[ОТРЫВОК ТЕКСТА]
____________
«О, как ужасен страх, подумал Пьер, и как позорно я отдался ему! А они
… они все время до конца были тверды, спокойны»… Они, в понятии Пьера, были солдаты, – те, которые были на батарее, и те, которые, кормили его, и те, которые молились на икону. Они – эти странные, неведомые ему доселе люди, они ясно и резко отделялись в его мысли от всех других людей.«Солдатом быть, просто солдатом. Войти в эту общую жизнь всем существом, проникнуться тем, что делает их такими. Но как скинуть с себя все это лишнее, дьявольское, все бремя этого внешнего человека? Одно время я мог быть этим. Я мог бежать от отца, как я хотел. Я мог еще после дуэли с Долоховым быть послан солдатом». И в воображении Пьера мелькнул обед в клубе, на котором он вызвал Долохова, и благодетель в Торжке. И вот Пьеру представляется торжественная столовая ложа. Ложа эта происходит в Английском клубе. И кто-то знакомый, близкий, дорогой, сидит в конце стола. Да это он! Это благодетель. «Да ведь он умер?» подумал Пьер. «Да, умер, но я не знал, что он жив. И как мне жаль, что он умер, и как я рад, что он жив опять!» С одной стороны стола сидели Анатоль, Долохов, Несвицкий Денисов и другие такие же (категория этих людей так же ясно была во сне определена в душе Пьера, как и категория тех людей, которых он называл они
), и эти люди, Анатоль, Долохов, громко кричали, пели; но из-за их крика слышен был голос благодетеля, неумолкаемо говоривший, и звук его слов был так же значителен и непрерывен, как гул поля сраженья, но он был приятен и утешителен. Пьер не понимал того, что говорил благодетель, но он знал (категория мыслей также ясна была во сне), что благодетель говорил о добре, о возможности быть тем, чем были они. И они со всех сторон, с своими простыми, добрыми, твердыми лицами окружали благодетеля. Но они хотя и были добры, они не смотрели на Пьера, не знали его. Пьер захотел обратить на себя их внимание и сказать. Он привстал, но в то же мгновение ноги его похолодели и обнажились»………………….
«Наитруднейшее дело есть подчинение свободы человека законам Бога», говорил голос. Простота есть покорность Богу; от Него не уйдешь. И они просты. Они
не говорят, «но делают»…Да это вовсе не гр. Безухий 12 года; это сам Л. Н. Толстой 50-х и 60-х годов. Это автор севастопольских и кавказских рассказов первого периода.
____________
[ВЫДЕРЖКИ ИЗ ДАННЫХ]
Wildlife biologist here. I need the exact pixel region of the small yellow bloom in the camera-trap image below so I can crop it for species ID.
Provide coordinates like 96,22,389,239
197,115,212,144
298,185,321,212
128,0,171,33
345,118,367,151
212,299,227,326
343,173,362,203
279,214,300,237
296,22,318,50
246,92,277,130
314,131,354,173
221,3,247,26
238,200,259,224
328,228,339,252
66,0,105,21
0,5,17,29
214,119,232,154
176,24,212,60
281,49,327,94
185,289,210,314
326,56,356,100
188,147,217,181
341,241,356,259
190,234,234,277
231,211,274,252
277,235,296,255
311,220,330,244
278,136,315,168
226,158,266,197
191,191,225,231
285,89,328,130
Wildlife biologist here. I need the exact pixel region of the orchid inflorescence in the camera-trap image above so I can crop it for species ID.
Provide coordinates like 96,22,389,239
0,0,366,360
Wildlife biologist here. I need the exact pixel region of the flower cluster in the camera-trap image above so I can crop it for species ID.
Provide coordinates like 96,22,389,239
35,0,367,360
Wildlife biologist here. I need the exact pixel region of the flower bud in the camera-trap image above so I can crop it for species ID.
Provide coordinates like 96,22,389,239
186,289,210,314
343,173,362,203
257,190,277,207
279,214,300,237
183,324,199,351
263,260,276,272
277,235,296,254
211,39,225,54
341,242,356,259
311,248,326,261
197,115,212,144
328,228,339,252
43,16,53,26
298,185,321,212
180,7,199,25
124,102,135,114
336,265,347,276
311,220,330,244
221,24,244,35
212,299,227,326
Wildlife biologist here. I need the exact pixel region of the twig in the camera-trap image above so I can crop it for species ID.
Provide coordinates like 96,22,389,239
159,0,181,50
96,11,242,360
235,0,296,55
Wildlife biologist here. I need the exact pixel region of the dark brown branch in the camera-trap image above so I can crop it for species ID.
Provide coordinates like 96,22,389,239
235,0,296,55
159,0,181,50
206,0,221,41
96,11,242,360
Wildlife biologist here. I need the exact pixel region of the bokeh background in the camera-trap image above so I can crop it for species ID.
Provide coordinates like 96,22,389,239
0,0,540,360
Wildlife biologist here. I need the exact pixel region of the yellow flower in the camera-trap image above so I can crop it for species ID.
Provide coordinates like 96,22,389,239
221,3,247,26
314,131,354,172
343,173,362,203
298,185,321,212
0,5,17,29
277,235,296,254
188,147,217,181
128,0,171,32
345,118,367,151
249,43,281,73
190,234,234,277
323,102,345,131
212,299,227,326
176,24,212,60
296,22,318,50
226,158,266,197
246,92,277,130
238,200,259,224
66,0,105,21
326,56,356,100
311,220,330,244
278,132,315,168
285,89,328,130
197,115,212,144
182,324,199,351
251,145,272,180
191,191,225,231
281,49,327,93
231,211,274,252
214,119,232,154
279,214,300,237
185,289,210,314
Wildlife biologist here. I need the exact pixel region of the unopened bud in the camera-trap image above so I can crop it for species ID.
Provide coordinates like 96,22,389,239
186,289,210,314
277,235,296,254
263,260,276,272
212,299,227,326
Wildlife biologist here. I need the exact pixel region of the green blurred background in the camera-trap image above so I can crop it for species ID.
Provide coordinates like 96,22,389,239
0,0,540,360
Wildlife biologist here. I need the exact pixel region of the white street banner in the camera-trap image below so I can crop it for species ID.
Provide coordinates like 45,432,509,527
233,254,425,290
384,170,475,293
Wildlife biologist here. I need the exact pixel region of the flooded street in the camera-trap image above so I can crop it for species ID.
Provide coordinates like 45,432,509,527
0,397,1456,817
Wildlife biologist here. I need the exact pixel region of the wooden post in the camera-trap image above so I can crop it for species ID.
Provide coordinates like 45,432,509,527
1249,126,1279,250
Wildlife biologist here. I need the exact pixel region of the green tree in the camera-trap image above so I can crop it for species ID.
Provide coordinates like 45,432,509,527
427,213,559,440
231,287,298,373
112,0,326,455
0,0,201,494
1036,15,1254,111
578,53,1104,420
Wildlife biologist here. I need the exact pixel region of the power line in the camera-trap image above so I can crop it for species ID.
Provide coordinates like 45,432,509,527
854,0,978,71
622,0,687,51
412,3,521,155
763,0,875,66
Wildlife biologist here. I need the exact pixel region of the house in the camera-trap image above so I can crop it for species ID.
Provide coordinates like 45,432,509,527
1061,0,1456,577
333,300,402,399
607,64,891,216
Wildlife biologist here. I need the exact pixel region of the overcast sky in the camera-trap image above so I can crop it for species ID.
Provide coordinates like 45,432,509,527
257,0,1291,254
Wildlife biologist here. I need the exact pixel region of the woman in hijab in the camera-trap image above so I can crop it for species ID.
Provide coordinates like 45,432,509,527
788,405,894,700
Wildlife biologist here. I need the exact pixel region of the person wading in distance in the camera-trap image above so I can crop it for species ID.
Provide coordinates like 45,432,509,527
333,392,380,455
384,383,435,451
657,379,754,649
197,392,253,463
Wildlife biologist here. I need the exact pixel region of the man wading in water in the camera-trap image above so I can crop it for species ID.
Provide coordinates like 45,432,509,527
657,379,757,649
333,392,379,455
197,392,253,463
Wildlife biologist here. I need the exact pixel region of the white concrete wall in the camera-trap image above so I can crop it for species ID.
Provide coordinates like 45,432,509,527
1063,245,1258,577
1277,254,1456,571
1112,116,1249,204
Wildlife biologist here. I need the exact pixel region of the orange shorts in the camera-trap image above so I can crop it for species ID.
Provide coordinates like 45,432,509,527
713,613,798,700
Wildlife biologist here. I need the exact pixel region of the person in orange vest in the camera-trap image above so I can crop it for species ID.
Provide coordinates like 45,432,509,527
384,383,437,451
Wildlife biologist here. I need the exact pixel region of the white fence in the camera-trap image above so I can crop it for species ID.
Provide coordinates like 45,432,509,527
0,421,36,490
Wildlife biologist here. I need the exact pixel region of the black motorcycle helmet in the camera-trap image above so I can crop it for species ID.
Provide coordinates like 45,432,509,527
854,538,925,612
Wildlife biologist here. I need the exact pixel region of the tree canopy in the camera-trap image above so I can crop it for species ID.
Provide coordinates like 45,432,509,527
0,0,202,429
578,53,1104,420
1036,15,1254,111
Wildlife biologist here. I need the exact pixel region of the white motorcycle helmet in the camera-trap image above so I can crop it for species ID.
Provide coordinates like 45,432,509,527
____________
[ЗАДАЧА A]
Переведите на английский язык предложение из отрывка о сне Пьера: «И кто-то знакомый, близкий, дорогой, сидит в конце стола».
[ЗАДАЧА B]
Оформите в виде JSON-списка строк строки данных от строки, содержащей «of the house», до строки, содержащей «607,64,891,216», включительно. Каждая строка должна стать отдельной строкой списка, пустые строки пропустите.
Текст и строки никак не связаны между собой.

[ПОЛНОЕ РЕШЕНИЕ A]
And someone familiar, close, dear is sitting at the end of the table.

[ПОЛНОЕ РЕШЕНИЕ B]
[
  "Wildlife biologist here. I need the exact pixel region of the house in the camera-trap image above so I can crop it for species ID.",
  "Provide coordinates like 45,432,509,527",
  "1061,0,1456,577",
  "333,300,402,399",
  "607,64,891,216"
]